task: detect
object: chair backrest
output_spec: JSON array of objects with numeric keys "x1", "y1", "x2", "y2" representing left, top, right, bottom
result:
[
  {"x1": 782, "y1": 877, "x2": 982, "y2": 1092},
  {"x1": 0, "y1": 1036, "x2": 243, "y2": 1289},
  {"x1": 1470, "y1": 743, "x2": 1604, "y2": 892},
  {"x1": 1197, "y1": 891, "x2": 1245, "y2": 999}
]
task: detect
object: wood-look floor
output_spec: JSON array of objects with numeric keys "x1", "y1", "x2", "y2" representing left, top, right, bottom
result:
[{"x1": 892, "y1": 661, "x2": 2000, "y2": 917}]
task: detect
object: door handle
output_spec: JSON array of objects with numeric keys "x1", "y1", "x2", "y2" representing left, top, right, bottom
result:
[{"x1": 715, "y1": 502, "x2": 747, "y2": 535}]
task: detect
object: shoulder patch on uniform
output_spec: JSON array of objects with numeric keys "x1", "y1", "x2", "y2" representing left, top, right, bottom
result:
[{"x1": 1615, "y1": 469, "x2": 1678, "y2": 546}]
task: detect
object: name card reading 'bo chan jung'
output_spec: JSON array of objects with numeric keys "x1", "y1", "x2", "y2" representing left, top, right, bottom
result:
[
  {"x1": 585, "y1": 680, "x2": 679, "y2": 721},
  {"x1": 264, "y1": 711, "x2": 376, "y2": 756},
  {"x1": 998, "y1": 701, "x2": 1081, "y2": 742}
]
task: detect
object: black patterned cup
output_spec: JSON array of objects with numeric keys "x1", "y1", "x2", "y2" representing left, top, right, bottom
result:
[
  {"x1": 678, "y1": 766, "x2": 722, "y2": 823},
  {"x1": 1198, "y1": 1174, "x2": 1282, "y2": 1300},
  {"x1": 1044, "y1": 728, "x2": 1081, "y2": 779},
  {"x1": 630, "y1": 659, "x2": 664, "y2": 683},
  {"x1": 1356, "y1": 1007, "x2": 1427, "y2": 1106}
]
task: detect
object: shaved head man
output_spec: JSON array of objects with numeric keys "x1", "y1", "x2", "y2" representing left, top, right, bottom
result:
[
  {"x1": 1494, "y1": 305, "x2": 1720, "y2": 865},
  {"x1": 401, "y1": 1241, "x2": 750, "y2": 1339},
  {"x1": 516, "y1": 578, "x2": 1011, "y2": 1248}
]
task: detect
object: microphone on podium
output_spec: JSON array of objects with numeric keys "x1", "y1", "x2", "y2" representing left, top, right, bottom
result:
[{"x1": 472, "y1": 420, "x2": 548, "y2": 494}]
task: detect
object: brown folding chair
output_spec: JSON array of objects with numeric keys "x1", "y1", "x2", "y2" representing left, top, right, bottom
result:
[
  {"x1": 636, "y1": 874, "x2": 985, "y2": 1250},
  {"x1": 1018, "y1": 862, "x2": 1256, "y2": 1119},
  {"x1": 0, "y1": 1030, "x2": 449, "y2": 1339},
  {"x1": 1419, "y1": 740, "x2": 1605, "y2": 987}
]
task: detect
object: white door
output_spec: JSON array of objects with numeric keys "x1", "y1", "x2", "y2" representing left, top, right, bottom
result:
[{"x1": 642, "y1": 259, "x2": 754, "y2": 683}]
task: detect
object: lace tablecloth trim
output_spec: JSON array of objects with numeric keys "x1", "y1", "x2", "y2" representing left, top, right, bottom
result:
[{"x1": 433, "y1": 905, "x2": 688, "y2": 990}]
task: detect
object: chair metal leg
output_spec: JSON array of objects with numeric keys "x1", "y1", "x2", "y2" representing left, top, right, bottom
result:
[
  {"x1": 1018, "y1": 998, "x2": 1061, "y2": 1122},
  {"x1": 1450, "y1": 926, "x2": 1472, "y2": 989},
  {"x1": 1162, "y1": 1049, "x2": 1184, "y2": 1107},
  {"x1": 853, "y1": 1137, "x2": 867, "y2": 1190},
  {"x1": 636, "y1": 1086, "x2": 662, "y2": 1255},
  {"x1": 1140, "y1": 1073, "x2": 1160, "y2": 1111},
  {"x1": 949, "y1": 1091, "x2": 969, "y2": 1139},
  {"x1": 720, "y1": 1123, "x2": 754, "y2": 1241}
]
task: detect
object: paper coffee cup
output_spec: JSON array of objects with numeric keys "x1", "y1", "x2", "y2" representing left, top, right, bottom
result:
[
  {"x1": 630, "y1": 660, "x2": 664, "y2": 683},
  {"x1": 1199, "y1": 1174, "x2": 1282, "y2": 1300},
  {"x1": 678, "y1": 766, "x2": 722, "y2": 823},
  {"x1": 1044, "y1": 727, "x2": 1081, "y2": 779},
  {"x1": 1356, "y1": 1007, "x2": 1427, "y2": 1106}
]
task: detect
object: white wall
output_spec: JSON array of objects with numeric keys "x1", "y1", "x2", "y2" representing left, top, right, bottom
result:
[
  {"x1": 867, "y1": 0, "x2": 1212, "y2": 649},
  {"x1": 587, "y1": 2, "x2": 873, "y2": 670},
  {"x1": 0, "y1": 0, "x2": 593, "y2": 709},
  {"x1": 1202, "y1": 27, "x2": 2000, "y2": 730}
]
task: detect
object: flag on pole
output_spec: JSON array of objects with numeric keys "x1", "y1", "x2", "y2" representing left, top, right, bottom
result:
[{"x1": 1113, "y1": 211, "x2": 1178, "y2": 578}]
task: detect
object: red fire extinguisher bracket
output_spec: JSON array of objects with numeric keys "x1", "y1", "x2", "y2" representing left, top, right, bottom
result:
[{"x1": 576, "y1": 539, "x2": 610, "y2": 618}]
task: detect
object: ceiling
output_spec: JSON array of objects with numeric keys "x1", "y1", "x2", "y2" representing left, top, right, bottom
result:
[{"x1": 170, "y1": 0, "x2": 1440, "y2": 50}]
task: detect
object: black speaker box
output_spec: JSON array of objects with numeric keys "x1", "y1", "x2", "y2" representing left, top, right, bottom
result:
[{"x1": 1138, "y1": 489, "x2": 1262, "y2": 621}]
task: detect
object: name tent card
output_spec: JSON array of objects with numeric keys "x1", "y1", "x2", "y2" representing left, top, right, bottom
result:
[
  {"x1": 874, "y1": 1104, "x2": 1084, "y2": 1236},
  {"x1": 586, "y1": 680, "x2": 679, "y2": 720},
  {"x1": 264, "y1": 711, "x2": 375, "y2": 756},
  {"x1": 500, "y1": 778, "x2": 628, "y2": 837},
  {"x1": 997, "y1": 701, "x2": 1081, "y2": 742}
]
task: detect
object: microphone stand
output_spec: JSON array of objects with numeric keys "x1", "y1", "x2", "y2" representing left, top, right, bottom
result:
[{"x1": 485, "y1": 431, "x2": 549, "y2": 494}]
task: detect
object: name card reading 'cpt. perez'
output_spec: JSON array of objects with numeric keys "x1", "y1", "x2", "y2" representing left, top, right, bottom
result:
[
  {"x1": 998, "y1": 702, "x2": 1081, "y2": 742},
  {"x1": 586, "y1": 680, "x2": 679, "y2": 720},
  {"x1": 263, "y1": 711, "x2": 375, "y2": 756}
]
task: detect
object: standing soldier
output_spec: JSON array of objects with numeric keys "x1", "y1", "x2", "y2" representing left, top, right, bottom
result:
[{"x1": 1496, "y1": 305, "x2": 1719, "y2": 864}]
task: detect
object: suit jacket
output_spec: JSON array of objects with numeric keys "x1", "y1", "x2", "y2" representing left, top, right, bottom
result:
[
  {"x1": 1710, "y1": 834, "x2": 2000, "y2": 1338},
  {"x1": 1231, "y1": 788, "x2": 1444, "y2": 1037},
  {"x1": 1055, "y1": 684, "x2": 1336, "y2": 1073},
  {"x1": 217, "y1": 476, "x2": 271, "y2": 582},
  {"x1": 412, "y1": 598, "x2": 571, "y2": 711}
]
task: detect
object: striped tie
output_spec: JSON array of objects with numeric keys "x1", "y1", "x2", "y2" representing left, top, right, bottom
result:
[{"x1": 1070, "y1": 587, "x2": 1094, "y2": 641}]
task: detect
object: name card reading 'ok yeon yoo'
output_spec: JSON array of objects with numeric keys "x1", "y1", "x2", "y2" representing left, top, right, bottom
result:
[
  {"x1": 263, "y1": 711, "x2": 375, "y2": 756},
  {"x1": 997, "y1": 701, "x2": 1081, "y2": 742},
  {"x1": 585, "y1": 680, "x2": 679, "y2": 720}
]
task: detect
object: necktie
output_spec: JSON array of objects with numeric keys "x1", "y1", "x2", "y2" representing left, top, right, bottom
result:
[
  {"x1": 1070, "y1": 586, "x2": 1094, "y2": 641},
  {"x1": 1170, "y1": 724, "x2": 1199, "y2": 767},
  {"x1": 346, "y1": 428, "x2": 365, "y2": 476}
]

#### Work required
Without changing anything, quote the lines from the top of the data to the line that contains "object: shaved head man", including that line.

#### Your response
task: detect
object: chair backrest
output_spec: JSON array of objects with numeric keys "x1", "y1", "x2", "y2" representing left, top, right, bottom
result:
[
  {"x1": 782, "y1": 877, "x2": 982, "y2": 1092},
  {"x1": 0, "y1": 1036, "x2": 243, "y2": 1289},
  {"x1": 1470, "y1": 743, "x2": 1604, "y2": 892},
  {"x1": 1197, "y1": 891, "x2": 1245, "y2": 999}
]
task: detect
object: wood-look floor
output_spec: JSON array of objects with numeric keys "x1", "y1", "x2", "y2" representing left, top, right, bottom
result:
[{"x1": 892, "y1": 661, "x2": 2000, "y2": 917}]
task: detect
object: door handle
output_spec: JSON array of objects with numeric keys "x1", "y1", "x2", "y2" representing left, top, right, bottom
result:
[{"x1": 715, "y1": 502, "x2": 747, "y2": 535}]
task: detect
object: shoulder patch on uniform
output_spec: JSON array of objects with numeric keys "x1", "y1", "x2", "y2" representing left, top, right, bottom
result:
[{"x1": 1615, "y1": 469, "x2": 1678, "y2": 546}]
task: detect
object: name card reading 'bo chan jung'
output_spec: JSON array of objects with numeric keys "x1", "y1", "x2", "y2" representing left, top, right, bottom
result:
[
  {"x1": 585, "y1": 680, "x2": 679, "y2": 721},
  {"x1": 264, "y1": 711, "x2": 376, "y2": 756},
  {"x1": 998, "y1": 701, "x2": 1081, "y2": 742}
]
task: detect
object: black patterned cup
output_spec: JSON array of objects with numeric keys "x1", "y1", "x2", "y2" representing left, top, right, bottom
result:
[
  {"x1": 678, "y1": 766, "x2": 722, "y2": 823},
  {"x1": 1198, "y1": 1174, "x2": 1282, "y2": 1300},
  {"x1": 1044, "y1": 728, "x2": 1081, "y2": 779},
  {"x1": 630, "y1": 659, "x2": 664, "y2": 683},
  {"x1": 1356, "y1": 1007, "x2": 1427, "y2": 1106}
]
task: detect
object: shaved head man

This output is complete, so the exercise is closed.